WORK REQUIRED
Put the lines of the data below, from the line containing "Mark every instance of the argentina" through the line containing "[(204, 170), (148, 218), (141, 198)]", both included, into a Markdown table with the columns Row and Text. Give each nonblank line its own numbered row and omit blank lines.
______________________________
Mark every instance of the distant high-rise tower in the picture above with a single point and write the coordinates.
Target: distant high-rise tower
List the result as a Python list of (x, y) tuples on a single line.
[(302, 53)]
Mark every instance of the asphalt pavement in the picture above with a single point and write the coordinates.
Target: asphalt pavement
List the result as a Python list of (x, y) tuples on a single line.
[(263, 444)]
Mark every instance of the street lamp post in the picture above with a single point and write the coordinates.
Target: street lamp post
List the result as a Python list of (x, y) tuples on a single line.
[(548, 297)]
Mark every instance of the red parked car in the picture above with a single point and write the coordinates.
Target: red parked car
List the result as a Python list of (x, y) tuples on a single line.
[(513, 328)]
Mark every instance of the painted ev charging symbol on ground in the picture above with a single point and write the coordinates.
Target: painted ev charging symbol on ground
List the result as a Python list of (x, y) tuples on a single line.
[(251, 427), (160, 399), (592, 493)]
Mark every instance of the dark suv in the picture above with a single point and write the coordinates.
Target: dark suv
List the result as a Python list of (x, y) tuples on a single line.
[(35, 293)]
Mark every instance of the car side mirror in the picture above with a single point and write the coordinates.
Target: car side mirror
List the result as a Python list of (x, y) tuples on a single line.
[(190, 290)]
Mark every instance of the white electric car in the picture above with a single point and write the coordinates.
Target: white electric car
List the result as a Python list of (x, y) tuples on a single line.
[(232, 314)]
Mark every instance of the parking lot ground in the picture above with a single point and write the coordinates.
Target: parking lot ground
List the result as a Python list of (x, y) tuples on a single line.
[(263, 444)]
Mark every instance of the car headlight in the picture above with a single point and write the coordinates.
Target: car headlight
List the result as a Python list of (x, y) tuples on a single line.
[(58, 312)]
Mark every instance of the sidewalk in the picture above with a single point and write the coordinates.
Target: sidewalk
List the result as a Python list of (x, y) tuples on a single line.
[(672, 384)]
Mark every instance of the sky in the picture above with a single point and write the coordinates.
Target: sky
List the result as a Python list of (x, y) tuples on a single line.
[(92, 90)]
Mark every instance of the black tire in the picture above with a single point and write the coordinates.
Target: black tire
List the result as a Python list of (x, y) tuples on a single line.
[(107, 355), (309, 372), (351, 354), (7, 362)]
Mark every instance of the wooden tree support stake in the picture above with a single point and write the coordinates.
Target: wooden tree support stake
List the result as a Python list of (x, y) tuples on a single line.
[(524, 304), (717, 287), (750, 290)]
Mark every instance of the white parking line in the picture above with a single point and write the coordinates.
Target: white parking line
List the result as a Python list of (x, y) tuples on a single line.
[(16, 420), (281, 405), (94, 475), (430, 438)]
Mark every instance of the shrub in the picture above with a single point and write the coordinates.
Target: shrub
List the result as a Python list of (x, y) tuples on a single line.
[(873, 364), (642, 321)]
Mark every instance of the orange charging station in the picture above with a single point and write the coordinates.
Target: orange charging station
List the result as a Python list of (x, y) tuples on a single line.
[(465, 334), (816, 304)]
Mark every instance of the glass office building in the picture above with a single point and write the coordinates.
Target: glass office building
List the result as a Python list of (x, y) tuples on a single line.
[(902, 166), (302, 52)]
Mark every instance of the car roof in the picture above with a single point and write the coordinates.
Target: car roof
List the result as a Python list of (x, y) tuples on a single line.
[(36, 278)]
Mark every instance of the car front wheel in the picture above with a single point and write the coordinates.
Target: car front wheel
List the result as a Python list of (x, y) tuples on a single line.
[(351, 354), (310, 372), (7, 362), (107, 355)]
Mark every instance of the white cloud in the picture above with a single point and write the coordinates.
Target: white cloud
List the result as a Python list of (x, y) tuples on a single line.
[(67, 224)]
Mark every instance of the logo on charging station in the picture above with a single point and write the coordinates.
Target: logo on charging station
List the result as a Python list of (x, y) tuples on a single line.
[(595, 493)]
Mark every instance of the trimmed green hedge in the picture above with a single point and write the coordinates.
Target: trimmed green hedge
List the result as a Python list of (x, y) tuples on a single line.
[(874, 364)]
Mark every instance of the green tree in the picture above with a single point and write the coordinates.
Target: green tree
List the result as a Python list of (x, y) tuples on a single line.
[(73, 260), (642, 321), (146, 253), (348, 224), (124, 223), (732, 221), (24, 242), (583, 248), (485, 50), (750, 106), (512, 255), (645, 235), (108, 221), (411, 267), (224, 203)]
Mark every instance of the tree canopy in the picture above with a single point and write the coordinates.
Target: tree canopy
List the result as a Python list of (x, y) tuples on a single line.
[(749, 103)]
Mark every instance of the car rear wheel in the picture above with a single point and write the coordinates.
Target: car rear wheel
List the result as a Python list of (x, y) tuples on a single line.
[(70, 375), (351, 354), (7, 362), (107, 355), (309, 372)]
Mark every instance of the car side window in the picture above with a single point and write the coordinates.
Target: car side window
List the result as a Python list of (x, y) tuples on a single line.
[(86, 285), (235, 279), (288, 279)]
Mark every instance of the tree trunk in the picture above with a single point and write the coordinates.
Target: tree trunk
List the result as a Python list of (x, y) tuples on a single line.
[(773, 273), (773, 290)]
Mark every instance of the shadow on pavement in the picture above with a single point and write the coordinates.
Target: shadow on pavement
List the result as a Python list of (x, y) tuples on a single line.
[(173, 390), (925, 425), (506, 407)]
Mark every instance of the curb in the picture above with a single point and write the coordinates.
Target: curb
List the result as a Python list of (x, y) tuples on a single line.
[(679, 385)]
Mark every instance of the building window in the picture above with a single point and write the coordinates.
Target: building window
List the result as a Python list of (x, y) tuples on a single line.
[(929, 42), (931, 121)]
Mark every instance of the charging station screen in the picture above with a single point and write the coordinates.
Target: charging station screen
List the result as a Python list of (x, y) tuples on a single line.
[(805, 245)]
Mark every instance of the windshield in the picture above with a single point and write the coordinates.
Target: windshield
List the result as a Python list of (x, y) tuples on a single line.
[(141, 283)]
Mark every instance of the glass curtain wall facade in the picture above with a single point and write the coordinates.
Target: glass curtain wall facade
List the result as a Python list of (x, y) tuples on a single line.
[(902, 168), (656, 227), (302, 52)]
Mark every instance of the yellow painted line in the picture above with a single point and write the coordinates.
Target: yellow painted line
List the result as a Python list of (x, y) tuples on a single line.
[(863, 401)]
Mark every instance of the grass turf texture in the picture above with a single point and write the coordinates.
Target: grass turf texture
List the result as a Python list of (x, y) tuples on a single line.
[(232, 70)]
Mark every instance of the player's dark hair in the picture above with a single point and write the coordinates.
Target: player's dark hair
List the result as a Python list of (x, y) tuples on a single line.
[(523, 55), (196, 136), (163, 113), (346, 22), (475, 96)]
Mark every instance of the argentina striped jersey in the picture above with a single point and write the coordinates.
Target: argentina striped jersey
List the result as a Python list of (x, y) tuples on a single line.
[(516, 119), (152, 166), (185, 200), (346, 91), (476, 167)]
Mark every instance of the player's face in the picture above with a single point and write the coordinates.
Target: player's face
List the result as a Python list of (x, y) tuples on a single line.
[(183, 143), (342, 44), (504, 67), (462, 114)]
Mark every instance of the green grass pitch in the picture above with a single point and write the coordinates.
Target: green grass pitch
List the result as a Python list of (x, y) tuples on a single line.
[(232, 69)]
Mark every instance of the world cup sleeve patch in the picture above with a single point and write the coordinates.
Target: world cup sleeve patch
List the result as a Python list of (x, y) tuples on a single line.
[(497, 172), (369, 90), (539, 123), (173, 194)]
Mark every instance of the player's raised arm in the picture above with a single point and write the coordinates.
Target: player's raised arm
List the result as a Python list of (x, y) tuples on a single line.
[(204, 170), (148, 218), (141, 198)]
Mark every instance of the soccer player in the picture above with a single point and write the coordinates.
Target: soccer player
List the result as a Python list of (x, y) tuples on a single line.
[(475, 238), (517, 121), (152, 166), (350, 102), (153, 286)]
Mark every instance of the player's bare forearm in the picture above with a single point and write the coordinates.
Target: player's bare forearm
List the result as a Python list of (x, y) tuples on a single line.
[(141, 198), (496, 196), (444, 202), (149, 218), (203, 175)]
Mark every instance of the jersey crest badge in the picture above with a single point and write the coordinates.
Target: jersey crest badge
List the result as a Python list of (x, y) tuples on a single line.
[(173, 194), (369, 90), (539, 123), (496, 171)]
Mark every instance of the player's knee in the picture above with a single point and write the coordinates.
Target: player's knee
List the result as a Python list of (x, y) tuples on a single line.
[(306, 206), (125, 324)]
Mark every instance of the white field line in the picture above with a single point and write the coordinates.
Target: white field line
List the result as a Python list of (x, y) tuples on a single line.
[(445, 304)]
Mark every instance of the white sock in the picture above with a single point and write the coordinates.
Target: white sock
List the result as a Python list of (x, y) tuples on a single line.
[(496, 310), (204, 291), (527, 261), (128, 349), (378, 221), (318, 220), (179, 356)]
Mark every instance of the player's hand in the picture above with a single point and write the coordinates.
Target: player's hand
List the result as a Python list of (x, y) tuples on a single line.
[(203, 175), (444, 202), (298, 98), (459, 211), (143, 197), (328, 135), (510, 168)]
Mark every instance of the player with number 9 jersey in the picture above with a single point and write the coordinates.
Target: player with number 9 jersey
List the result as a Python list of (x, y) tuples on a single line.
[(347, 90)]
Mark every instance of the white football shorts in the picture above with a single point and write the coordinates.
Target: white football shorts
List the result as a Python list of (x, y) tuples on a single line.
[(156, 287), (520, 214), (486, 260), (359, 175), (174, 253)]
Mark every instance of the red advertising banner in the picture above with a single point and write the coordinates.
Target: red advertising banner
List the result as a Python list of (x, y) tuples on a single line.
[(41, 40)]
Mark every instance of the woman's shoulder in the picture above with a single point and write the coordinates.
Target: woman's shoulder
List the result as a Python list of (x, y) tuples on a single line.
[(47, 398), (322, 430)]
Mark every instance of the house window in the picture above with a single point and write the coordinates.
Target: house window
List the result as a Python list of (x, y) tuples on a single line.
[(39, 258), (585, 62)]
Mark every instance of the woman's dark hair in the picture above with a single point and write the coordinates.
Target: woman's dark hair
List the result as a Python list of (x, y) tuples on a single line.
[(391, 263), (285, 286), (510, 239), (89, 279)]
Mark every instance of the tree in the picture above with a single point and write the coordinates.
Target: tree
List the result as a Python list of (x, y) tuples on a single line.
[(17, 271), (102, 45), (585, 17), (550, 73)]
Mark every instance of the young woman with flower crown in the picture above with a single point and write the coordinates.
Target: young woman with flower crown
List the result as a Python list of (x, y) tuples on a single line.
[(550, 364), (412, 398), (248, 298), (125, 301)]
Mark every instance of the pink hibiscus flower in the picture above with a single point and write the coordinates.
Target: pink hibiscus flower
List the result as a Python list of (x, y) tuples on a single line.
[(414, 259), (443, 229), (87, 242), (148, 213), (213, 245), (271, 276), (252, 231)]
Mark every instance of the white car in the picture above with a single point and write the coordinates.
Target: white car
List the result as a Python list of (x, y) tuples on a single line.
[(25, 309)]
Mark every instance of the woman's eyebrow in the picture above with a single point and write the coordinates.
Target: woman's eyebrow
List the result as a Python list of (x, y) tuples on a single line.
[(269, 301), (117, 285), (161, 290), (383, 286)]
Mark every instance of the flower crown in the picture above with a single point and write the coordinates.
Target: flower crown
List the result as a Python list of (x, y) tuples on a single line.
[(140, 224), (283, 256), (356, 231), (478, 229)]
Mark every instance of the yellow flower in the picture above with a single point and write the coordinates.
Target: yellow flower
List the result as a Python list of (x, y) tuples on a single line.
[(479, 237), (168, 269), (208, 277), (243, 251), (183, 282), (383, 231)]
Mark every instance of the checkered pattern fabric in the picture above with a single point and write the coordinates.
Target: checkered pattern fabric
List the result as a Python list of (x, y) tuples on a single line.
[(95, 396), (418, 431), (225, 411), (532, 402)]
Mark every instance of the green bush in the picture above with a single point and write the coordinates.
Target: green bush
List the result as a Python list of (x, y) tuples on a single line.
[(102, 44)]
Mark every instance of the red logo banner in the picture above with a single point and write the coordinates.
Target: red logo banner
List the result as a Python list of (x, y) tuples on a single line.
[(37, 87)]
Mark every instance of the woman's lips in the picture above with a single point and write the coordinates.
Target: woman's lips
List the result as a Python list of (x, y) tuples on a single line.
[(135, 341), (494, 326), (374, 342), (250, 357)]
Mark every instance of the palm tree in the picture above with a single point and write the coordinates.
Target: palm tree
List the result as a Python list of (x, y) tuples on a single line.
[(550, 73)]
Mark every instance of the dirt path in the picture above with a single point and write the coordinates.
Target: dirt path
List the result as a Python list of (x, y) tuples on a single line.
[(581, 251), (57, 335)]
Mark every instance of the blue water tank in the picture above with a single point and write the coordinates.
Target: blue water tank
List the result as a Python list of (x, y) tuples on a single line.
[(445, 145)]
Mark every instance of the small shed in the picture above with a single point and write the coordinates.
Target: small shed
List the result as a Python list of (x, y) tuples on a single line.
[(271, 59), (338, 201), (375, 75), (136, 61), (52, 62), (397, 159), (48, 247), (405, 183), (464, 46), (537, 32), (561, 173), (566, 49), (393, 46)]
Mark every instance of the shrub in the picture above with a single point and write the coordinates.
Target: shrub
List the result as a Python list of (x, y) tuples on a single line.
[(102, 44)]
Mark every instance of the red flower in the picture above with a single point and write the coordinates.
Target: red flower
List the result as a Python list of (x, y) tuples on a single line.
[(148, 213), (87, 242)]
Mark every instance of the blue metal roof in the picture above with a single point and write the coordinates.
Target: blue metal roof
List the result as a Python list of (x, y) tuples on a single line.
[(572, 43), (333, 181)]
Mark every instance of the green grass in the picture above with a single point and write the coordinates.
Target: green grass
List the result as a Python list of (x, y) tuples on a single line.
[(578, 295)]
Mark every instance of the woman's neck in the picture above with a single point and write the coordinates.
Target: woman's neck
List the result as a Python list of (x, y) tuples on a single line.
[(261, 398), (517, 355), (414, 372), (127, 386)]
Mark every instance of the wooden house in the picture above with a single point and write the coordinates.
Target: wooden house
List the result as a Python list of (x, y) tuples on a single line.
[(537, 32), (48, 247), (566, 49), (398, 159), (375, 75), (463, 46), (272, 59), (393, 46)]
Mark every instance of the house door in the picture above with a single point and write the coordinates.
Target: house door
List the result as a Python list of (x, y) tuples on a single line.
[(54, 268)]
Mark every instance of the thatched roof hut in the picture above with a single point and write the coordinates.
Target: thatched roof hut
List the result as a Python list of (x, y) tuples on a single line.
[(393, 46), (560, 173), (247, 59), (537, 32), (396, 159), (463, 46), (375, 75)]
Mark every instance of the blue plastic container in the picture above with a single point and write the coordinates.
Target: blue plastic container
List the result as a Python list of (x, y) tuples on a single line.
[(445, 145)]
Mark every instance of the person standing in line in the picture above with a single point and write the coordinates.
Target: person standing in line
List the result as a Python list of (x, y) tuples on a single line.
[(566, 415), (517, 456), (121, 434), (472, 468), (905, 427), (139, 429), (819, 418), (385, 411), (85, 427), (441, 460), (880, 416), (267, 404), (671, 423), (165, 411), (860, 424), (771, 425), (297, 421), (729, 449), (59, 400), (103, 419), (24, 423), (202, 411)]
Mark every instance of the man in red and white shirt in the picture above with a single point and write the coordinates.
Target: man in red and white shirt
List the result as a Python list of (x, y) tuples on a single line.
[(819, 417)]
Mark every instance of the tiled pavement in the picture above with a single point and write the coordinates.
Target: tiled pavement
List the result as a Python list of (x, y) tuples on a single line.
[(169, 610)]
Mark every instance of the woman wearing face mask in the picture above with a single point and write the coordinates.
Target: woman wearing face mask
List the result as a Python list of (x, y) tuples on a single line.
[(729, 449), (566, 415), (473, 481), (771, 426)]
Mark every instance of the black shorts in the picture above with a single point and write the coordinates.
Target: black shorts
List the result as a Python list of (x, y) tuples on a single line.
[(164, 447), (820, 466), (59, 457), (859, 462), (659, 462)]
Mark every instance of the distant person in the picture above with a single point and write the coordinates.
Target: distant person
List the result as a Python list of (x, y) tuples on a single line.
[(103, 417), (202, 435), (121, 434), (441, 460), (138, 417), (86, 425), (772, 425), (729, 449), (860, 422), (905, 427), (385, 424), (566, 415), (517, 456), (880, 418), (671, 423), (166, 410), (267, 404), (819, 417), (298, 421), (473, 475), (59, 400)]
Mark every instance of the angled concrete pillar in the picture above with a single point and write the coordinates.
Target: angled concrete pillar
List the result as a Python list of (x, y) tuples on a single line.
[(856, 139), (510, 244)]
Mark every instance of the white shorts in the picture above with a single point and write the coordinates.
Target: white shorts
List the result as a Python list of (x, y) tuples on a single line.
______________________________
ANSWER BELOW
| Row | Text |
|---|---|
| 1 | Mark every instance of the argentina striped jersey in the picture above with a single point and write the coordinates. |
| 2 | Target: argentina striped jersey |
| 3 | List the result as a Python list of (x, y) tuples on a single line. |
| 4 | [(516, 119), (152, 166), (185, 200), (346, 91), (476, 167)] |
| 5 | Mark every instance of the player's face in the picture above with a single point and write the coordinates. |
| 6 | Target: player's face |
| 7 | List the result as a Python list of (x, y) tuples on a single line. |
| 8 | [(183, 143), (342, 44), (504, 67), (462, 114)] |
| 9 | Mark every instance of the green grass pitch in the picture above with a single point and write the coordinates. |
| 10 | Target: green grass pitch |
| 11 | List the result as a Python list of (x, y) tuples on a single line. |
| 12 | [(232, 69)] |
| 13 | Mark every instance of the world cup sleeve patch in the picture above with a single point and write the coordinates. |
| 14 | Target: world cup sleeve patch |
| 15 | List the result as a Python list of (x, y) tuples on a single line. |
| 16 | [(497, 172), (369, 90), (539, 123), (173, 194)] |
| 17 | Mark every instance of the player's raised arm in the picture above with a single point and write the coordinates. |
| 18 | Target: player's raised arm |
| 19 | List the result as a Python list of (x, y) tuples on a single line. |
| 20 | [(204, 170), (148, 218), (141, 198)] |